#### TASK INPUT

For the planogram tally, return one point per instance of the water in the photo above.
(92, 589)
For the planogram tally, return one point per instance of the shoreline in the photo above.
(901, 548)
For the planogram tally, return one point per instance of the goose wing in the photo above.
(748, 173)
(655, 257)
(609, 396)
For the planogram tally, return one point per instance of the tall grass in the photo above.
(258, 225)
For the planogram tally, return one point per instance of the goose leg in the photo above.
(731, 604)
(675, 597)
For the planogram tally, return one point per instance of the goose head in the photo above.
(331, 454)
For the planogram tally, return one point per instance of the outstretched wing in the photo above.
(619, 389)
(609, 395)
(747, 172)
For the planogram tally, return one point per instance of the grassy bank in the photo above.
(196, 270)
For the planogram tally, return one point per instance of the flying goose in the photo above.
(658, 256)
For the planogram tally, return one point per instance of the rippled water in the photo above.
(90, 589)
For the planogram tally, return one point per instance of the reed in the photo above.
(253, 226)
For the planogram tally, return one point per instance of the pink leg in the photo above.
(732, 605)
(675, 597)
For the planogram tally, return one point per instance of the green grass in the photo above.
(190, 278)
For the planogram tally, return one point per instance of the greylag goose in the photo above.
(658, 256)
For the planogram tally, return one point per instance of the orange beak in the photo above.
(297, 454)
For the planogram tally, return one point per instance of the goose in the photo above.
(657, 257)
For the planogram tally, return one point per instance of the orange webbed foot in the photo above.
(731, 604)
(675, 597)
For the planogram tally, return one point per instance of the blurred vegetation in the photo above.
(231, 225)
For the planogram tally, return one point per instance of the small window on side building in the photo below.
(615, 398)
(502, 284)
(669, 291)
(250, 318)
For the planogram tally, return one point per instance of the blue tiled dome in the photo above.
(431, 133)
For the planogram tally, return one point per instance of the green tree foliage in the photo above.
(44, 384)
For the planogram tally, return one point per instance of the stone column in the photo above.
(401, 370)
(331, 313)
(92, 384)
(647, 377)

########

## WHAT THE TASK REQUIRES:
Down to the last line, retype the entries above exactly.

## ANSWER BELOW:
For the planogram tally, return one point per instance of the water in the photo above.
(92, 589)
For the planogram tally, return one point per instance of the shoreline in the photo above.
(901, 548)
For the planogram tally, return one point per instance of the goose wing in the photo above.
(748, 173)
(655, 257)
(609, 396)
For the planogram tally, return one point per instance of the tall grass in the photo above.
(258, 225)
For the planogram tally, return one point per instance of the goose leg in the photo above.
(731, 604)
(675, 597)
For the planogram tally, return one point per instance of the goose head in the photo above.
(331, 454)
For the planogram tally, return one point per instance of the outstretched wing in the photo above.
(619, 389)
(609, 395)
(747, 172)
For the planogram tally, return one point per instance of the grassy bank in the photo above.
(196, 270)
For the planogram tally, return one point per instance of the flying goose in the photo above.
(658, 256)
For the planogram tally, return one point per instance of the rippled water in the photo above.
(90, 589)
For the planogram tally, return one point per instance of the reed in the photo above.
(253, 226)
For the planogram tally, return one point per instance of the pink leg in the photo above.
(732, 605)
(675, 597)
For the planogram tally, return one point per instance of the green grass in the photo above.
(190, 278)
For the planogram tally, return one point per instance of the greylag goose in the photo above.
(658, 256)
For the planogram tally, return one point per instance of the orange beak in the photo above.
(297, 454)
For the planogram tally, return one point per instance of the goose in the photo above.
(657, 257)
For the planogram tally, return one point per instance of the orange webbed foot in the photo above.
(731, 604)
(675, 597)
For the planogram tally, return one point per instance of the blurred vegetation in the photo above.
(231, 225)
For the planogram tally, return one point per instance of the small window on side building in the photo below.
(615, 398)
(502, 284)
(669, 291)
(250, 318)
For the planogram tally, return one point per instance of the blue tiled dome in the photo above.
(431, 133)
For the planogram tally, return one point per instance of the green tree foliage in the photo above.
(44, 384)
For the planogram tally, return one point per instance of the stone column in the photo above.
(401, 370)
(331, 313)
(92, 384)
(647, 377)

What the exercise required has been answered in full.